(Data Opens)
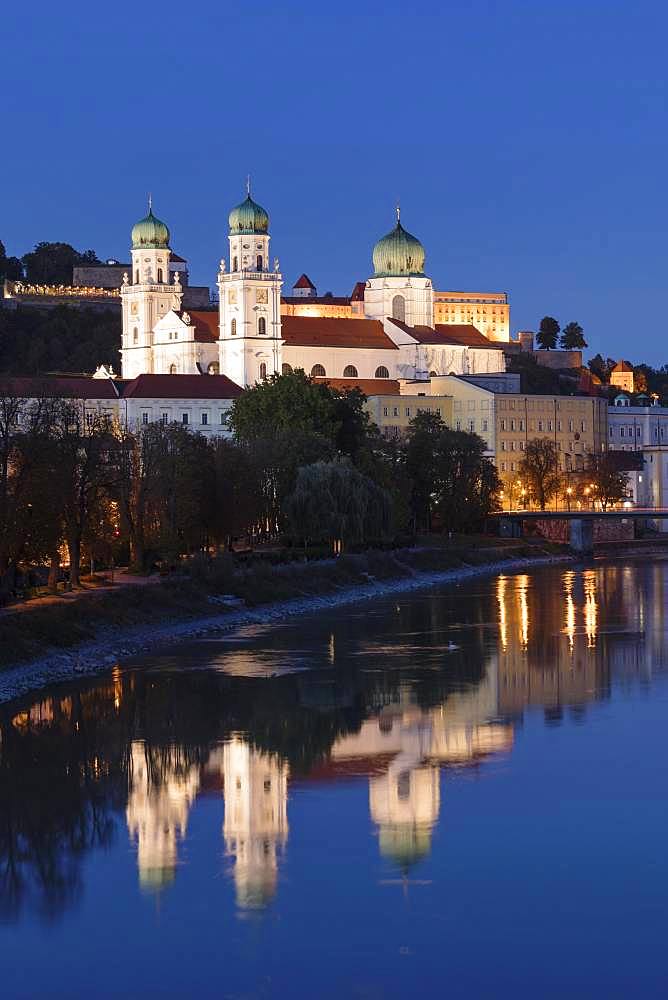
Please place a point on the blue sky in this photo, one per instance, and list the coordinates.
(527, 142)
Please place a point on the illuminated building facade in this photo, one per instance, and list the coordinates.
(388, 328)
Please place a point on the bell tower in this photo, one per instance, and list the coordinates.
(146, 293)
(250, 299)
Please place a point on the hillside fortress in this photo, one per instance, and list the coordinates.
(393, 326)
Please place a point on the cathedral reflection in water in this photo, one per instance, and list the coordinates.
(156, 744)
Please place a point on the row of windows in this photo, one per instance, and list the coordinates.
(318, 371)
(540, 425)
(628, 432)
(261, 326)
(166, 418)
(407, 410)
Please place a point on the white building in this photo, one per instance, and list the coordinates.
(393, 336)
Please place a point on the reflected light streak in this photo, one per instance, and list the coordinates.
(590, 606)
(503, 621)
(569, 627)
(522, 588)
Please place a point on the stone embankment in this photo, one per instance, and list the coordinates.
(113, 645)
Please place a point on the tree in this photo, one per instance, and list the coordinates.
(81, 474)
(572, 337)
(334, 502)
(10, 267)
(540, 469)
(610, 484)
(422, 466)
(548, 333)
(52, 263)
(468, 483)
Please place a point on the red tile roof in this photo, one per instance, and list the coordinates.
(304, 282)
(369, 386)
(57, 386)
(181, 387)
(206, 325)
(313, 331)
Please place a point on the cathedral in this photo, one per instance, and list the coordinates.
(385, 330)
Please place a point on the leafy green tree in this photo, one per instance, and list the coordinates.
(572, 337)
(422, 466)
(539, 468)
(611, 485)
(548, 332)
(334, 502)
(52, 263)
(468, 482)
(10, 267)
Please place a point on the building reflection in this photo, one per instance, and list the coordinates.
(395, 704)
(255, 829)
(162, 789)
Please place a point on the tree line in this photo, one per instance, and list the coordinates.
(550, 335)
(46, 264)
(304, 466)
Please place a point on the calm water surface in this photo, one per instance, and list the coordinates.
(460, 791)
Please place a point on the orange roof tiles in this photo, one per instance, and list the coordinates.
(314, 331)
(182, 387)
(369, 386)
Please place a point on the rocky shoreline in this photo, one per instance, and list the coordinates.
(112, 647)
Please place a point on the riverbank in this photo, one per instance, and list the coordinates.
(57, 643)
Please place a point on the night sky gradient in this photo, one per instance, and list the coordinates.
(527, 142)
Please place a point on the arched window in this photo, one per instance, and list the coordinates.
(399, 308)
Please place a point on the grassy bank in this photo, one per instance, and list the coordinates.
(36, 632)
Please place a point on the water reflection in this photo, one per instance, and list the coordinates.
(396, 695)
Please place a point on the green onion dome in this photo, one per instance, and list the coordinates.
(398, 254)
(150, 233)
(248, 218)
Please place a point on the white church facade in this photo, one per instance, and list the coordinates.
(392, 336)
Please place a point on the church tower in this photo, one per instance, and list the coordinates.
(146, 294)
(399, 288)
(250, 299)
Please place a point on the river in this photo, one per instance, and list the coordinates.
(461, 791)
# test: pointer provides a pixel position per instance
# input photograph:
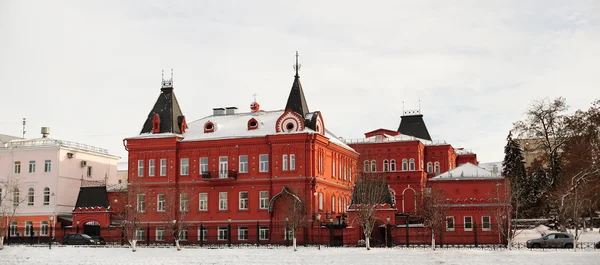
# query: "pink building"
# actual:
(41, 177)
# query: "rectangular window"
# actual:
(222, 200)
(203, 202)
(141, 203)
(203, 165)
(183, 202)
(263, 233)
(485, 223)
(264, 163)
(140, 168)
(468, 223)
(160, 205)
(243, 164)
(320, 201)
(292, 162)
(139, 234)
(47, 165)
(185, 167)
(264, 200)
(202, 234)
(44, 228)
(223, 235)
(17, 167)
(32, 166)
(223, 167)
(244, 200)
(163, 167)
(28, 228)
(449, 223)
(13, 228)
(160, 234)
(151, 167)
(242, 233)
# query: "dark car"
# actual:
(99, 240)
(78, 239)
(553, 240)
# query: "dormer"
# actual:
(209, 127)
(252, 124)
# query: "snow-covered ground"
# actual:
(20, 255)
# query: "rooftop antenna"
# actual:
(24, 123)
(Data Closes)
• [What you have to do] Retype all entries exactly, without the images.

• [Output for this task]
Please place a point on the blue sky in this photo, one per instance, and list the coordinates.
(527, 142)
Please place a point on the illuminated building facade in this photo, one per instance, and list the coordinates.
(388, 328)
Please place a point on the bell tower in this photo, one per instance, and list the coordinates.
(146, 293)
(250, 299)
Please place a point on the hillside fortress in this photo, one per instance, and list the coordinates.
(393, 326)
Please place a point on the cathedral reflection in water in this photo, one per instance, and list the coordinates.
(156, 744)
Please place a point on the row of windows in this photo, one per instance, and list the coordinates.
(318, 371)
(540, 425)
(628, 432)
(261, 326)
(166, 418)
(407, 410)
Please place a point on the white building in this photo, one per instance, and list the coordinates.
(393, 336)
Please place a point on the reflected light streak in this photo, one per instance, and list the coordinates.
(590, 606)
(503, 621)
(569, 627)
(522, 588)
Please place a point on the stone embankment in this photo, one per instance, and list the coordinates.
(113, 645)
Please place a point on the tree in this photo, one per instance, and list the coordinates.
(81, 474)
(572, 337)
(334, 502)
(10, 267)
(540, 469)
(610, 484)
(422, 466)
(548, 333)
(52, 263)
(468, 483)
Please place a point on the red tile roof in this photo, one per instance, and list the coordinates.
(304, 282)
(369, 386)
(57, 386)
(181, 387)
(206, 325)
(313, 331)
Please place a point on the cathedral in this photo, one per instance, and list the coordinates.
(385, 330)
Please place a point on the leafy green tree in this photo, one per instance, and list the coordinates.
(572, 337)
(422, 466)
(539, 468)
(611, 485)
(548, 332)
(334, 502)
(52, 263)
(468, 482)
(10, 267)
Please place a point on the building reflection in this photo, one per instance, and list the coordinates.
(395, 704)
(255, 829)
(162, 789)
Please place a point on the tree line in this photo, one per instance, and list the coordinates.
(550, 335)
(46, 264)
(304, 466)
Please place a point on the calm water surface in this photo, one per instance, and list the coordinates.
(460, 791)
Please place a point on the orange roof tiles in this photo, one per instance, and list the coordinates.
(314, 331)
(182, 387)
(369, 386)
Please place a point on the rocky shoreline in this photo, one per instance, and list the coordinates.
(112, 647)
Please place a point on the riverbank in this photo, one per instance, and list the coordinates.
(57, 643)
Please place a point on the night sky gradient in this photo, one per instance, and list the coordinates.
(527, 142)
Please place a point on the arched window in this photo, one per instance, and list the coordinates.
(399, 308)
Please place a point on the grassy bank in this photo, one per instance, and list the coordinates.
(36, 632)
Please place a point on the water reflection in this photo, one per instance, and list the coordinates.
(396, 695)
Please place a point on the green onion dome in this photo, one per instance, and list the coordinates.
(398, 254)
(150, 233)
(248, 218)
Please place a point on the white church facade in this photo, one per instance, and list the coordinates.
(392, 336)
Please place a point on the church tower in this photo, one per instance, and list the coordinates.
(146, 294)
(399, 288)
(250, 299)
Please place a point on the river in this photo, one per instance, and list the coordinates.
(461, 791)
# test: pointer provides a pixel position per instance
# input photograph:
# query: "pink building"
# actual:
(41, 177)
# query: "rectangular window"
# actual:
(222, 200)
(203, 202)
(141, 203)
(203, 165)
(183, 202)
(263, 233)
(485, 223)
(264, 163)
(140, 168)
(468, 223)
(160, 205)
(243, 164)
(320, 201)
(292, 162)
(139, 234)
(47, 165)
(185, 167)
(264, 200)
(202, 234)
(44, 228)
(223, 235)
(17, 167)
(32, 166)
(223, 167)
(244, 200)
(163, 167)
(28, 228)
(449, 223)
(13, 228)
(160, 234)
(151, 167)
(242, 233)
# query: "dark car"
# actual:
(99, 240)
(78, 239)
(553, 240)
# query: "dormer"
# actual:
(209, 127)
(252, 124)
# query: "snow-covered ground"
# actual:
(20, 255)
# query: "rooftop antenna"
# actual:
(24, 123)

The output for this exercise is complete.